_TASK INSTRUCTIONS_. Change "rough mask" to "coarse mask" in the lines from the one containing "Inside every <instance>, optional" through the one containing "box: [899, 506, 1106, 582]", and write out those lines again with nothing else altered.

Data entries
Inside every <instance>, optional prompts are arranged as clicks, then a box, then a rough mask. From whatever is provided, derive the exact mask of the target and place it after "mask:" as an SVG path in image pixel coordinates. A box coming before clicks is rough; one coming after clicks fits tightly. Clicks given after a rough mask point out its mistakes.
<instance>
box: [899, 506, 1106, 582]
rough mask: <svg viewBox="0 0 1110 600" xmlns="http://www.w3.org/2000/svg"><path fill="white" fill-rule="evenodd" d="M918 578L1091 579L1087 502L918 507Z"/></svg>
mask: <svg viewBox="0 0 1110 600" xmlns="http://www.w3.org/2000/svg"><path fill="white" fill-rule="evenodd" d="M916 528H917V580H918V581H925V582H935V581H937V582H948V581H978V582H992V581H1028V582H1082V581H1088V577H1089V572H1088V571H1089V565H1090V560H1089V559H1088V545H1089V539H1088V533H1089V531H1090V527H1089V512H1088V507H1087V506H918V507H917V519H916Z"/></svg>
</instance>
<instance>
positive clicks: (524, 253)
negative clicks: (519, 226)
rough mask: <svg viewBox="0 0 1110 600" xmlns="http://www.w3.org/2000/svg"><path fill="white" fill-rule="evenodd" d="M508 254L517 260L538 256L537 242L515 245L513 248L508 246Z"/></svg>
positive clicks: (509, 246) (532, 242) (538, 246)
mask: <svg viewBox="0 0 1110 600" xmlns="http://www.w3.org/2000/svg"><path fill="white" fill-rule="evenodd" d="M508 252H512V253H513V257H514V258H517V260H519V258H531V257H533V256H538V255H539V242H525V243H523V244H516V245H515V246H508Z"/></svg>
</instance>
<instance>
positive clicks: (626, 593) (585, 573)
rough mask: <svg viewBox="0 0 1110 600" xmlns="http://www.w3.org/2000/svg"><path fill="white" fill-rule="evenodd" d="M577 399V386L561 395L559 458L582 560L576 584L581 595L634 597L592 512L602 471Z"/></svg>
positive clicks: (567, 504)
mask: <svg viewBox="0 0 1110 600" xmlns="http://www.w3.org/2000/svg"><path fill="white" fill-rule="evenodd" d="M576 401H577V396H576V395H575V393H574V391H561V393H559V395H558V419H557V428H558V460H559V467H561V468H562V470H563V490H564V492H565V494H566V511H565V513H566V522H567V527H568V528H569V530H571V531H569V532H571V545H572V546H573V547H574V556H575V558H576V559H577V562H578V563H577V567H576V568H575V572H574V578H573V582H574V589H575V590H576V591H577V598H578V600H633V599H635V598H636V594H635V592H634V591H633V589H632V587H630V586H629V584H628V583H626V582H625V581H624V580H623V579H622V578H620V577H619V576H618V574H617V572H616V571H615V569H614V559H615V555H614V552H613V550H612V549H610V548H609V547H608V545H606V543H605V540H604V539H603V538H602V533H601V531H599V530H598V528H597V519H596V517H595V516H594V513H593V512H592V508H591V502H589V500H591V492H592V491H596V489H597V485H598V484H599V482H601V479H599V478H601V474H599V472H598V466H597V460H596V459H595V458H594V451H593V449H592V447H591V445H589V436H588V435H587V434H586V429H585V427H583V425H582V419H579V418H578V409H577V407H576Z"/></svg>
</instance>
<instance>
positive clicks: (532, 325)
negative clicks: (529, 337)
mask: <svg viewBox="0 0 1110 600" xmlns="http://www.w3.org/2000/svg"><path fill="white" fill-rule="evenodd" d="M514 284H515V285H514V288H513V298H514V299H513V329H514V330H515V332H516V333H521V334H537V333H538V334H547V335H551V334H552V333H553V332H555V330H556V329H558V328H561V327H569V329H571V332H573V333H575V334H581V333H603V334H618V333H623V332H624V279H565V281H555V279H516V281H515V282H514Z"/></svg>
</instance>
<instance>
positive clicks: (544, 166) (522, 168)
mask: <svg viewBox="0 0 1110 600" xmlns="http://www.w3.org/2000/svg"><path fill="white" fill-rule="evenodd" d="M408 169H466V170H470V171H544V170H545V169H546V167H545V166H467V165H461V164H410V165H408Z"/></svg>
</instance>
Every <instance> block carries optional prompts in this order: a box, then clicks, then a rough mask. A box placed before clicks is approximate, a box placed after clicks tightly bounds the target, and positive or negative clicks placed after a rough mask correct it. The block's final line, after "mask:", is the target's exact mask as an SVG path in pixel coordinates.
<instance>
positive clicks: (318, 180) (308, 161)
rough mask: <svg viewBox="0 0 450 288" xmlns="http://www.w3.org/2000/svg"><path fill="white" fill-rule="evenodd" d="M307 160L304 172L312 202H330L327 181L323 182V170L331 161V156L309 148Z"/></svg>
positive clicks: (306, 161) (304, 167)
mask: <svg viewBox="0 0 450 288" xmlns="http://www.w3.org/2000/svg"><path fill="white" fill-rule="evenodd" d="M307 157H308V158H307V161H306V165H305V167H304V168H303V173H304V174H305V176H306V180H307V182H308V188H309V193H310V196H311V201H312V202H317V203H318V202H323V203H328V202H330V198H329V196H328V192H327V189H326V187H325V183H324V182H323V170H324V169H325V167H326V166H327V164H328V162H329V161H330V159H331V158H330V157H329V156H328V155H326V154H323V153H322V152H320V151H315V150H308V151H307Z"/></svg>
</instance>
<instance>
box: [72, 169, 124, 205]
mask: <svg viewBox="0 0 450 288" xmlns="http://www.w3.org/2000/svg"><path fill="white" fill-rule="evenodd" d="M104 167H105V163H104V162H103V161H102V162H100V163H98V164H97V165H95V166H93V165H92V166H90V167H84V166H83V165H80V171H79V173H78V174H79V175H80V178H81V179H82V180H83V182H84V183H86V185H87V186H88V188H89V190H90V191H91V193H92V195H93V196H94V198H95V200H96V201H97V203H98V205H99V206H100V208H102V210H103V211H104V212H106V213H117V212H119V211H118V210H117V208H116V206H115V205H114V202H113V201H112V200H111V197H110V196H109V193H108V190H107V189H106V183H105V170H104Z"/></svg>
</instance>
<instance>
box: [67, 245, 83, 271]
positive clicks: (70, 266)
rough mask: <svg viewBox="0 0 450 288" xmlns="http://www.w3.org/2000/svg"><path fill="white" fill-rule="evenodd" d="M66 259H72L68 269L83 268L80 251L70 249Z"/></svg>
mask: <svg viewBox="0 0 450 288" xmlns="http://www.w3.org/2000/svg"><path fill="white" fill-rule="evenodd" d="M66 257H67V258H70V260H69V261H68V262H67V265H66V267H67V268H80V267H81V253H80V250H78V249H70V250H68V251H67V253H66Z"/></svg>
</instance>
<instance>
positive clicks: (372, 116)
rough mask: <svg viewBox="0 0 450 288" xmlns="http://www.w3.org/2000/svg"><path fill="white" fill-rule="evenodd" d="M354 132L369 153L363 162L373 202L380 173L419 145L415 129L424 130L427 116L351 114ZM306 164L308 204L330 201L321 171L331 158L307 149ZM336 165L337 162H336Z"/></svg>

* * *

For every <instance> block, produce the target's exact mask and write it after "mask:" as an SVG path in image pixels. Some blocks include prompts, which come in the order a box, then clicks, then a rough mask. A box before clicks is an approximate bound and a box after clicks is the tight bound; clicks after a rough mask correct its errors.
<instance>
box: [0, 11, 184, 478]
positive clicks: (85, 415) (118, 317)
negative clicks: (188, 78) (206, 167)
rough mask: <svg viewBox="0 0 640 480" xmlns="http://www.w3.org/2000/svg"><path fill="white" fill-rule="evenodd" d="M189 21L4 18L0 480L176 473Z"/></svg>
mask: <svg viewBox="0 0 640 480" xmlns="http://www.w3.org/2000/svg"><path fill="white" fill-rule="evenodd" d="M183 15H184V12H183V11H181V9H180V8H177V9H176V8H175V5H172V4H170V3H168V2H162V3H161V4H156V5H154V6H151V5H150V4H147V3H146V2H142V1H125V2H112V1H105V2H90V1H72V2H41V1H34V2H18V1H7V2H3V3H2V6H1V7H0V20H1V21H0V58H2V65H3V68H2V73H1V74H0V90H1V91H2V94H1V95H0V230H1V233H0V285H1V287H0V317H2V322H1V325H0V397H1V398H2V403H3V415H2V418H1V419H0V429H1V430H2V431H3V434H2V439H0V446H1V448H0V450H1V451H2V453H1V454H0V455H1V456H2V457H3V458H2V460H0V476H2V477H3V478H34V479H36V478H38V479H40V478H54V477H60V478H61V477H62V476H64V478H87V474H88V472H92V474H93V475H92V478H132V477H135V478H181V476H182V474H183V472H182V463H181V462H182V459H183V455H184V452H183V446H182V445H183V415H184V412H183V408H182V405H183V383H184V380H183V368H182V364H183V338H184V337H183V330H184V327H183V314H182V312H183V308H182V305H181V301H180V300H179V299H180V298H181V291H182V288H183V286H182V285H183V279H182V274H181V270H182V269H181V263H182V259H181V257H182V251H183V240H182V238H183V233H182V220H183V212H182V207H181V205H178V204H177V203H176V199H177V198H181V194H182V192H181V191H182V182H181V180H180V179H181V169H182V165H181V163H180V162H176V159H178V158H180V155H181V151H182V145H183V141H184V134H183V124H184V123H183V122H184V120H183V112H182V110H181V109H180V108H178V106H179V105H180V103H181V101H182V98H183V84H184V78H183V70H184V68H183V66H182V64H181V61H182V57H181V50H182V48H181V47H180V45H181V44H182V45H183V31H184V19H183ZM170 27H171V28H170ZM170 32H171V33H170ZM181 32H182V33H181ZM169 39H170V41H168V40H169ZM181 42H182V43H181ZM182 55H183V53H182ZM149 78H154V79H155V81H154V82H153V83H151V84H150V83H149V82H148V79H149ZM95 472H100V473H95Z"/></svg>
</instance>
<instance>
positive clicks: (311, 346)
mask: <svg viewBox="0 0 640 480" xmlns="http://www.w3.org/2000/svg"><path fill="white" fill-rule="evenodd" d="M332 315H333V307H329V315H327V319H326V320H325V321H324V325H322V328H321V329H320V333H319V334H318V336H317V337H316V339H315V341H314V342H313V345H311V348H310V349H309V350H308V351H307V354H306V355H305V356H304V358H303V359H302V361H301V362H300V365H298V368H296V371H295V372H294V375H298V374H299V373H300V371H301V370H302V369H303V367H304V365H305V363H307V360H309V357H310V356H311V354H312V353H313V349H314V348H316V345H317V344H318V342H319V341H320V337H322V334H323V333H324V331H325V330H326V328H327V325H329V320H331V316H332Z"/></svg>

_OUTPUT OF THE EXERCISE_.
Inside every <instance>, optional prompts are arranged as clicks, then a box, then a coarse mask. From whatever is provided, derive the exact mask of the target and place it after "mask:" as an SVG path in image pixel coordinates. A box coming before clicks is rough; one coming after clicks fits tightly. Clicks given after a coarse mask point out its mistakes.
<instance>
box: [899, 506, 1106, 582]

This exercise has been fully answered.